Patricia P. Katz, PhD, and Edward H. Yelin, PhD, both professors of medicine (rheumatology) and health policy at the University of California, San Francisco School of Medicine, took the journal to a whole new level, according to those involved with the CJP. Dr. Yelin remarks, “The journal has had a history of really great editors. These were energetic people who faced greater challenges than we did. They set the stage so that when there was a confluence of the shared impact factor, the growth of clinical research, and internationalization of research, that allowed things to take off.”
Dr. Katz agrees with her colleague: “We were fortunate to come along at the right time and to be able to stand on those historical shoulders.” During their tenure, Drs. Katz and Yelin took advantage of their extensive professional network within the ACR and ARHP and introduced special-themed issues, providing a single forum for exploring multidisciplinary work on specific issues affecting people with rheumatic conditions. During Drs. Katz and Yelin’s editorship, AC&R, along with A&R, instituted several new policies, including registration of clinical trials, international institutional review board approval of studies with human subjects, and guidelines regarding authorship; added the “Policy Matters” and “Clinical Aspects of Molecular Research in Rheumatology” features; and guided the journal through the e-publication-ahead-of-print-issue gauntlet.
A Healthy Tension
Antony Rosen, MD, director of the division of rheumatology and professor of medicine, cell biology, and pathology at The Johns Hopkins University in Baltimore, served as chair of the CJP during the time that Drs. Katz and Yelin became co-editors. Inclusion of the journal with A&R had instantaneously and dramatically improved its impact factor. “That was the turnaround phase,” he recalls.

Information provided >>
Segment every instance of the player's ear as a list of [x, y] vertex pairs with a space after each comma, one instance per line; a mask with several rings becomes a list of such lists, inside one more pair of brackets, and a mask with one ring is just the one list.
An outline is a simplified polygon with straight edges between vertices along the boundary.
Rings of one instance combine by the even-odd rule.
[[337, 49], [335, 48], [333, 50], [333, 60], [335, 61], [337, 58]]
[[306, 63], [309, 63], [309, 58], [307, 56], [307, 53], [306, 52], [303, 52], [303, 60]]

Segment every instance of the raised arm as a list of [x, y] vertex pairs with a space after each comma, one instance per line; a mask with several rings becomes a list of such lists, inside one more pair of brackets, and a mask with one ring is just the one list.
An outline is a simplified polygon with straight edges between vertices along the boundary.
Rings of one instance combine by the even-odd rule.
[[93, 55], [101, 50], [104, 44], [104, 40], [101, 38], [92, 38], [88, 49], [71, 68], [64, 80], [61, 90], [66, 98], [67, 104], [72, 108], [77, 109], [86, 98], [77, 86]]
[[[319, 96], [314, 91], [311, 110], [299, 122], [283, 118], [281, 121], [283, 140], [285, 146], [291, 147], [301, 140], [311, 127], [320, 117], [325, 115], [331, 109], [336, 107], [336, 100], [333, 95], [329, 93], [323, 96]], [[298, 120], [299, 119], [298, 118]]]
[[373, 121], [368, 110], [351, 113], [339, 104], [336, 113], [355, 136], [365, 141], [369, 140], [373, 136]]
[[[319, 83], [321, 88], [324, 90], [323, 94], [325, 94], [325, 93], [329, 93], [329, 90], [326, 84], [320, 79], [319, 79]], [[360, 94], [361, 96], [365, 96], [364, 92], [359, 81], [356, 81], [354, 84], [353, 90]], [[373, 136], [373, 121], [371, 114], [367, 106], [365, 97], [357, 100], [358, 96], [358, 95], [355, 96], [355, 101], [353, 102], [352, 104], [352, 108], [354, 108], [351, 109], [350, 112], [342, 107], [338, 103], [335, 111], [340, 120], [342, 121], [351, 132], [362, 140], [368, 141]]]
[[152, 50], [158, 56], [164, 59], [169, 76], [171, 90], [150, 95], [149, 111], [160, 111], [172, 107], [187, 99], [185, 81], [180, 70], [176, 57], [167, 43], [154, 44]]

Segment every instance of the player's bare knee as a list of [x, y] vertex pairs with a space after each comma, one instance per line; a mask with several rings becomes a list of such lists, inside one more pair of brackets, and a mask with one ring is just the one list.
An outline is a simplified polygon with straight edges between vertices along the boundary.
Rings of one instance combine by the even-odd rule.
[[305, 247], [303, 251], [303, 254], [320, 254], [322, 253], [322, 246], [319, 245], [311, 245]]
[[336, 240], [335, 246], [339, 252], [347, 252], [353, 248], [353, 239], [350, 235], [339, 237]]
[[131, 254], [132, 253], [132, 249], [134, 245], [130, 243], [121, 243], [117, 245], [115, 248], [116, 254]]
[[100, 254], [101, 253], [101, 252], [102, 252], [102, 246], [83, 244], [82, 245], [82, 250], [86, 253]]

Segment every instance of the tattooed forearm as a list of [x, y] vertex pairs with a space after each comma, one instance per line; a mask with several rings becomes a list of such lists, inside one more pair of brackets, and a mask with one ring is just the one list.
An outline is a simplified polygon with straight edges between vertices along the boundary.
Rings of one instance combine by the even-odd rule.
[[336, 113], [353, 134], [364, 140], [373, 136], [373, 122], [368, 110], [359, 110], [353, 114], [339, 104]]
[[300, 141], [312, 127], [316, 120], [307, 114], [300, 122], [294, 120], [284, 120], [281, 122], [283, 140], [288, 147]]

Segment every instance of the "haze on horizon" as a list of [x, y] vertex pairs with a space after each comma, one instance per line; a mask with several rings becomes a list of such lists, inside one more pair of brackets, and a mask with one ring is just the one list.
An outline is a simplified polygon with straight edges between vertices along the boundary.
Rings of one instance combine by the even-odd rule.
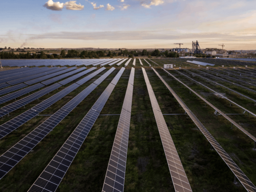
[[66, 0], [1, 1], [0, 47], [256, 50], [256, 1]]

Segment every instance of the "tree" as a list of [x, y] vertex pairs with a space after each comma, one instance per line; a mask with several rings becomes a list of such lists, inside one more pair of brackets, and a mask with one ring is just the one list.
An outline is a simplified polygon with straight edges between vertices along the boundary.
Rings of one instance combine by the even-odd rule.
[[60, 52], [60, 56], [62, 57], [63, 58], [65, 57], [65, 56], [66, 56], [66, 52], [65, 52], [65, 50], [61, 50], [61, 52]]

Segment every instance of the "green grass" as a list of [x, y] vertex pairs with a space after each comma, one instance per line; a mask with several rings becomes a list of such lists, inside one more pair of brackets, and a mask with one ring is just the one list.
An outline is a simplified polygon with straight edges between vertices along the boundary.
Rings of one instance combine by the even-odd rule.
[[[139, 63], [138, 60], [138, 61]], [[144, 64], [144, 60], [142, 61]], [[40, 142], [33, 152], [1, 180], [0, 192], [27, 191], [118, 72], [118, 70], [114, 71]], [[221, 116], [214, 115], [214, 110], [209, 106], [204, 107], [204, 102], [193, 94], [190, 94], [187, 89], [162, 71], [158, 70], [158, 72], [256, 185], [256, 152], [252, 150], [252, 140], [238, 129], [230, 129], [229, 122]], [[129, 78], [129, 76], [126, 76], [130, 72], [130, 70], [124, 71], [101, 114], [120, 114]], [[178, 102], [154, 71], [146, 70], [146, 72], [163, 114], [184, 113], [184, 110], [179, 107]], [[78, 88], [42, 114], [53, 114], [99, 76], [96, 76]], [[206, 95], [208, 93], [184, 77], [178, 77], [200, 94]], [[45, 99], [54, 92], [57, 91], [40, 99]], [[212, 95], [207, 97], [208, 100], [225, 112], [239, 110], [235, 106], [229, 107], [225, 100]], [[233, 94], [230, 94], [229, 97], [234, 101], [240, 100]], [[248, 104], [245, 100], [241, 100], [240, 102]], [[35, 101], [31, 106], [26, 106], [27, 108], [21, 108], [11, 113], [12, 117], [5, 117], [0, 123], [34, 106], [37, 102]], [[245, 115], [231, 117], [256, 135], [254, 118], [249, 116], [248, 118]], [[47, 118], [36, 117], [0, 140], [1, 154]], [[101, 191], [119, 118], [119, 116], [98, 118], [57, 191]], [[233, 183], [233, 174], [217, 153], [210, 150], [209, 143], [188, 116], [164, 116], [164, 118], [193, 191], [246, 191], [240, 184], [236, 186]], [[135, 70], [124, 191], [174, 191], [146, 83], [139, 68]]]

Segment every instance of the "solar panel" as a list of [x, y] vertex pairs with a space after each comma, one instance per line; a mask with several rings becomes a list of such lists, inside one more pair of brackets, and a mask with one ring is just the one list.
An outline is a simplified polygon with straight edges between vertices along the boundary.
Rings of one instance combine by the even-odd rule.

What this exercise asks >>
A: Answer these questions about the journal history excerpt, one line each:
(i) At which school are Patricia P. Katz and Edward H. Yelin professors?
(ii) What two features were added during their editorship?
(iii) Who chaired the CJP when they became co-editors?
B: Resume the journal history excerpt, picking up right after its final sentence.

Results for the exercise >>
A:
(i) The University of California, San Francisco School of Medicine.
(ii) "Policy Matters" and "Clinical Aspects of Molecular Research in Rheumatology."
(iii) Antony Rosen, MD.

B:
During the copublication period and since the separation of the two journals, collegiality has dominated the relationship between the two journals’ editors. Drs. Pisetsky and Hunder often alerted each other to submitted papers that would fit under the umbrella of the other journal’s content focus. Still, notes Dr. Rosen, “there has always been some tension about defining the scope of the two journals. There may be some papers that A&R believes belong in their journal and not in AC&R, and vice versa. But such is life, and a little competition is a healthy thing.” Dr. Pisetsky agrees, and believes that the ACR’s tent is big enough for both sister journals. “I think AC&R represents a very important area of scholarship. I’m delighted that it has a clear identity. And, although there may be overlap between the two journals, having AC&R allows A&R an even stronger involvement with more basic and translational research, since the combined journal represented a big increase in pages with ‘high impact’ and encouraged more submissions.”